*Challenge*
Start with the line containing "The component shall return one point per instance of the green" and write out each line through the end of the listing, exactly as given.

*Listing*

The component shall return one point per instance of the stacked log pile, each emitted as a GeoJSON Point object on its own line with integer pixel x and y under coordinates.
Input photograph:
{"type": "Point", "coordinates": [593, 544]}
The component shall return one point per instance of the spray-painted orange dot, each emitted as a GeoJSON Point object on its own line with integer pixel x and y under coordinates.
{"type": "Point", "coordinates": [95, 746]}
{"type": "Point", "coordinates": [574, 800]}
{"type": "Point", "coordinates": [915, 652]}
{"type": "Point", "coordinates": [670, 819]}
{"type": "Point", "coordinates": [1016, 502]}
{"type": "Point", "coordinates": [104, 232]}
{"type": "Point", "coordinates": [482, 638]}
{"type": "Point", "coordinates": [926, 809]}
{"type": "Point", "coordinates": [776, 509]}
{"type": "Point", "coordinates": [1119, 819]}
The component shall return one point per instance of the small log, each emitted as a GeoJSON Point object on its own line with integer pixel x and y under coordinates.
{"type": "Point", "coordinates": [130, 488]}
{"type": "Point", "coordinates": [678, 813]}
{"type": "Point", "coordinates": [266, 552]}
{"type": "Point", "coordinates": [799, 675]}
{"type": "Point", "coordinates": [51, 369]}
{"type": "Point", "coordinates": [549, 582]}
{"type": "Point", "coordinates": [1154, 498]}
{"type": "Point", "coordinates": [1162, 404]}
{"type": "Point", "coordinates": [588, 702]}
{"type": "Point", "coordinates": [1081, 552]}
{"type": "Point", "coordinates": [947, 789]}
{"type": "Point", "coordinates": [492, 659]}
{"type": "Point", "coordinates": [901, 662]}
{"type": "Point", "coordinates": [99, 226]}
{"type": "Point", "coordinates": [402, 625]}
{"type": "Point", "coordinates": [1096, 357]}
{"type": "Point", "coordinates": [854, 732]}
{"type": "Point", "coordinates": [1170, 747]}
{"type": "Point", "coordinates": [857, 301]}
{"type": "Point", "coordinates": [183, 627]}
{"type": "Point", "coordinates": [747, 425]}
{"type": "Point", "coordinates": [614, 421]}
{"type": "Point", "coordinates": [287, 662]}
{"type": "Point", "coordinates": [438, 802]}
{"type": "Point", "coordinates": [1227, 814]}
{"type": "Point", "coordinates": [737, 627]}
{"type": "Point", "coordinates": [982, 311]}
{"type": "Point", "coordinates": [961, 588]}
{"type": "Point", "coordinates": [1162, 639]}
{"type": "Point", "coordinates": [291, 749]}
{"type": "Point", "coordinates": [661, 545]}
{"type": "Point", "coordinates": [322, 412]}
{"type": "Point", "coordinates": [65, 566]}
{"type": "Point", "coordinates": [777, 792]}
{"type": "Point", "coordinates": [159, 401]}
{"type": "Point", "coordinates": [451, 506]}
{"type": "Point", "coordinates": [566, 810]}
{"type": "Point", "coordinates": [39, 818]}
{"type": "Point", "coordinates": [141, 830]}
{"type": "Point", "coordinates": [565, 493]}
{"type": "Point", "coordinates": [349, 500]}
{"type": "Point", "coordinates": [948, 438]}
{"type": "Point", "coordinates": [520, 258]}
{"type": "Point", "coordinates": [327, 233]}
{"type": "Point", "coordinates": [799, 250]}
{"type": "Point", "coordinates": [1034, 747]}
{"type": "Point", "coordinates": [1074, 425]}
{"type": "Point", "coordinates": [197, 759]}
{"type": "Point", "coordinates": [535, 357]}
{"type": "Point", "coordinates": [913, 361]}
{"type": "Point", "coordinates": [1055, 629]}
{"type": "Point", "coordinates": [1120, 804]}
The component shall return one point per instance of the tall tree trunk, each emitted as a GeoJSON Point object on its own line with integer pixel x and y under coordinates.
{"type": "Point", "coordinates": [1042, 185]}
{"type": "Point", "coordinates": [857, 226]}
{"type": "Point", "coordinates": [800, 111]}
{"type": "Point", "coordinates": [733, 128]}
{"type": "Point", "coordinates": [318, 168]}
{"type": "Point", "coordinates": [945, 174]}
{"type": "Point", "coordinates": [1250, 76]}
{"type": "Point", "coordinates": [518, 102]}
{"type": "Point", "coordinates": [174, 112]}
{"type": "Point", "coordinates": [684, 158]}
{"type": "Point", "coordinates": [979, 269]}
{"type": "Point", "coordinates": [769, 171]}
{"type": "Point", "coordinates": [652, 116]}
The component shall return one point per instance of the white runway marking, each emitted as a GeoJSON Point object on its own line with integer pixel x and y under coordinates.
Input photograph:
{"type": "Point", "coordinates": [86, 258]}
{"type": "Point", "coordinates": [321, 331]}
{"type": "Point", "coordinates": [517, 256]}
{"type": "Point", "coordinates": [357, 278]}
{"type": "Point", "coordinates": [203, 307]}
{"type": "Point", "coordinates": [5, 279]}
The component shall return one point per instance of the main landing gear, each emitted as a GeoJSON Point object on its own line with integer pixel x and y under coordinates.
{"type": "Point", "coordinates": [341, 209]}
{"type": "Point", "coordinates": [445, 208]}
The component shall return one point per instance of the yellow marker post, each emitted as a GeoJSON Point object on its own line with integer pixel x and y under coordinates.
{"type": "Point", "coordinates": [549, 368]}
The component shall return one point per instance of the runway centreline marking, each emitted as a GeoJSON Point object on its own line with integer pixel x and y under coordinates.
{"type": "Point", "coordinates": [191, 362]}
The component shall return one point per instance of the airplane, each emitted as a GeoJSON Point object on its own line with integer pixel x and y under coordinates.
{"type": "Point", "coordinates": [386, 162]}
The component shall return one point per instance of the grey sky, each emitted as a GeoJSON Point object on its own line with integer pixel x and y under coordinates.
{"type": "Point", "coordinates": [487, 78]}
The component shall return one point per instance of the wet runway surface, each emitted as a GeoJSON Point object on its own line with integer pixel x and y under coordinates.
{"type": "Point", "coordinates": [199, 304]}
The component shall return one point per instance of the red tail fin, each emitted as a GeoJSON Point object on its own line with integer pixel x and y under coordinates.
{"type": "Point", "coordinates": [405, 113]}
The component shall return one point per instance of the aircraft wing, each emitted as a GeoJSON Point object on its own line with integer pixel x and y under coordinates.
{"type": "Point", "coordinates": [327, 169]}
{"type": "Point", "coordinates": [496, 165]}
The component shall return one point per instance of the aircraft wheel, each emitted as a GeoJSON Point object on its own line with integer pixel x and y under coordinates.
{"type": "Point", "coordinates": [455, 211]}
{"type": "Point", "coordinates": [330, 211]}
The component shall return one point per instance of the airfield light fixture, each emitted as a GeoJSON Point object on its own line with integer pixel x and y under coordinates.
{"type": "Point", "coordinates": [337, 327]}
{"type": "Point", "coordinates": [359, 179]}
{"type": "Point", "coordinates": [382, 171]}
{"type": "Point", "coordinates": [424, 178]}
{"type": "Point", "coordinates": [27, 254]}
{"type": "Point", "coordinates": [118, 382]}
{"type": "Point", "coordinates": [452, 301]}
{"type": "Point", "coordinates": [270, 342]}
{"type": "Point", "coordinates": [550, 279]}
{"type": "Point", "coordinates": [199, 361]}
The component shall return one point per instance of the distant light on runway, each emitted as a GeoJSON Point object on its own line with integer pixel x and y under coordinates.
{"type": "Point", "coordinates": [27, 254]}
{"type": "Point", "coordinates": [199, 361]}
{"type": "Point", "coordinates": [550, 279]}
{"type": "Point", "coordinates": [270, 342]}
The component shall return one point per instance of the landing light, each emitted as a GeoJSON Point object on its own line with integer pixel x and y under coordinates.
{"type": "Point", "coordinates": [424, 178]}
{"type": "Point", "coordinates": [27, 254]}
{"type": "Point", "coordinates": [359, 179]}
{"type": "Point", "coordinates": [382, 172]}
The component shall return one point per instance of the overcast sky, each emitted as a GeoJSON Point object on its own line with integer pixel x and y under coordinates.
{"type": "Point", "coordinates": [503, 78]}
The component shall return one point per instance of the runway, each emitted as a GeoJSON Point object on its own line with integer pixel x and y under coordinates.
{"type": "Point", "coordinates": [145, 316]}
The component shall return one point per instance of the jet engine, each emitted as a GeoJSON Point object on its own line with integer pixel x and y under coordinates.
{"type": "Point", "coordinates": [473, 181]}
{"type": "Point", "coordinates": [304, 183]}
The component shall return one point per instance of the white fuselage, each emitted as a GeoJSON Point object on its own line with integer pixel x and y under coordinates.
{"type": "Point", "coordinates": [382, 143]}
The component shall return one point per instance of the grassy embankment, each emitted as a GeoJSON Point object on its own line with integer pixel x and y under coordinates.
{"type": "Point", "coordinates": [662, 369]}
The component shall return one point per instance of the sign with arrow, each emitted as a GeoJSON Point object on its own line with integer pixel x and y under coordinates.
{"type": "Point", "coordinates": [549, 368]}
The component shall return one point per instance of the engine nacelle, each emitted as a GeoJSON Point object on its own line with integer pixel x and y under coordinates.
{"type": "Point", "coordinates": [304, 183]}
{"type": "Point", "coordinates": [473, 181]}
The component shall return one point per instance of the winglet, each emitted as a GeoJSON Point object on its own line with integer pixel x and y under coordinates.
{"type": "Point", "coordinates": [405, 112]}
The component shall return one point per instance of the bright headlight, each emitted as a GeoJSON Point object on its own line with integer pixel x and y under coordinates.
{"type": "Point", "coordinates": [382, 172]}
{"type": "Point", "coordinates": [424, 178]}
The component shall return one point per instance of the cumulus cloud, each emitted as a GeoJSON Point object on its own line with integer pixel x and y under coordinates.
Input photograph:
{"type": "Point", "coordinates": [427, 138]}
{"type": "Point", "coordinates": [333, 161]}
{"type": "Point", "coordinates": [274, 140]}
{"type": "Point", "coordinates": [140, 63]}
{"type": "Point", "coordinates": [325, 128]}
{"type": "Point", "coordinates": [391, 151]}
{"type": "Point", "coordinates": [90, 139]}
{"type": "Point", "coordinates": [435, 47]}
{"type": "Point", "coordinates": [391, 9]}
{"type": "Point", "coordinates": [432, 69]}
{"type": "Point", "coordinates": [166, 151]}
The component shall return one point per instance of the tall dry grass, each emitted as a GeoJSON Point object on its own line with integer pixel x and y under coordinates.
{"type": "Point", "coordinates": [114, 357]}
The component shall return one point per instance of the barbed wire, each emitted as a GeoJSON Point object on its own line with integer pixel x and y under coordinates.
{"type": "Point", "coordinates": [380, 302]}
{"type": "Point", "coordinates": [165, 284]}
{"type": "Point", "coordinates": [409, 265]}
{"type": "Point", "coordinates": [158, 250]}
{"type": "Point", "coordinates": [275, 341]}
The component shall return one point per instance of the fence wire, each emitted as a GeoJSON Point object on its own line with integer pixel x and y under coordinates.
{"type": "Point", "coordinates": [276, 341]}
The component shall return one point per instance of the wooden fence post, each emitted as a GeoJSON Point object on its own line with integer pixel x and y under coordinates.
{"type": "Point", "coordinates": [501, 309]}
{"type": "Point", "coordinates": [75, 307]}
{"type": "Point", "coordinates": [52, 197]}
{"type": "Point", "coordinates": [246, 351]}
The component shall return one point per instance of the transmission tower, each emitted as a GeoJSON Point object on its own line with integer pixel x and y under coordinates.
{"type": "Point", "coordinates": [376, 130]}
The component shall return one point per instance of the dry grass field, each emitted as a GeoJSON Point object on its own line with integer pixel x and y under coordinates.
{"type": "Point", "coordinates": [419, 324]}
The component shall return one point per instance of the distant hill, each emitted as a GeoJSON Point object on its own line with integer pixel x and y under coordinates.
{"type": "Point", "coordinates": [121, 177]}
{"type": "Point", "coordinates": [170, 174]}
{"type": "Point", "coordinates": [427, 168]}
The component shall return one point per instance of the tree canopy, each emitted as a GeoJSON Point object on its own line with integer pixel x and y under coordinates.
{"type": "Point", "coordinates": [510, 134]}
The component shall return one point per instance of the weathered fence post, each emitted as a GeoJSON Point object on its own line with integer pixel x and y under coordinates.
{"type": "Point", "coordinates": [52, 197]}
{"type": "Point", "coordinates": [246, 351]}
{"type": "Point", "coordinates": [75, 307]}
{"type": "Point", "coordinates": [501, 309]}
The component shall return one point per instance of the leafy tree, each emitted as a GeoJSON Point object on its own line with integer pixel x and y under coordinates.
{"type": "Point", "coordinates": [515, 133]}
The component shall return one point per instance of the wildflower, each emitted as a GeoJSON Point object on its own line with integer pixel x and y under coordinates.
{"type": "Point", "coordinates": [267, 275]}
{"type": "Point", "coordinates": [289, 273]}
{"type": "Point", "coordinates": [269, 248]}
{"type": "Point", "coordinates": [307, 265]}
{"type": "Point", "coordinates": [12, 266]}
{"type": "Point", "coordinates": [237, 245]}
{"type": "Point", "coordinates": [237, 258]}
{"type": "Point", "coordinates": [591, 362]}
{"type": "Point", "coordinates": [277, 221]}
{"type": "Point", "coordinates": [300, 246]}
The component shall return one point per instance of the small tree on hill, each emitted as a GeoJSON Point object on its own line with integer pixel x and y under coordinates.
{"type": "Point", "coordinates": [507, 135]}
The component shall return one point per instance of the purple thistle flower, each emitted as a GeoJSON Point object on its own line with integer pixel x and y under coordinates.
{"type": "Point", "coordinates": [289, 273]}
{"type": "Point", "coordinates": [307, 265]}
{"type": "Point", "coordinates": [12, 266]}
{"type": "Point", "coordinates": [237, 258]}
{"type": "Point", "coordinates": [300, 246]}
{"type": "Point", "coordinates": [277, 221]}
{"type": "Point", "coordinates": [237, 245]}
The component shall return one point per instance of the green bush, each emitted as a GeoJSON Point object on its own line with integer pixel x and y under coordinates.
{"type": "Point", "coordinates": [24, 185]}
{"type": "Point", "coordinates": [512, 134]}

*Response below*
The component shall return one point per instance of the green bush, each emitted as a GeoJSON Point object on its own line with integer pixel x and y under coordinates.
{"type": "Point", "coordinates": [24, 185]}
{"type": "Point", "coordinates": [512, 134]}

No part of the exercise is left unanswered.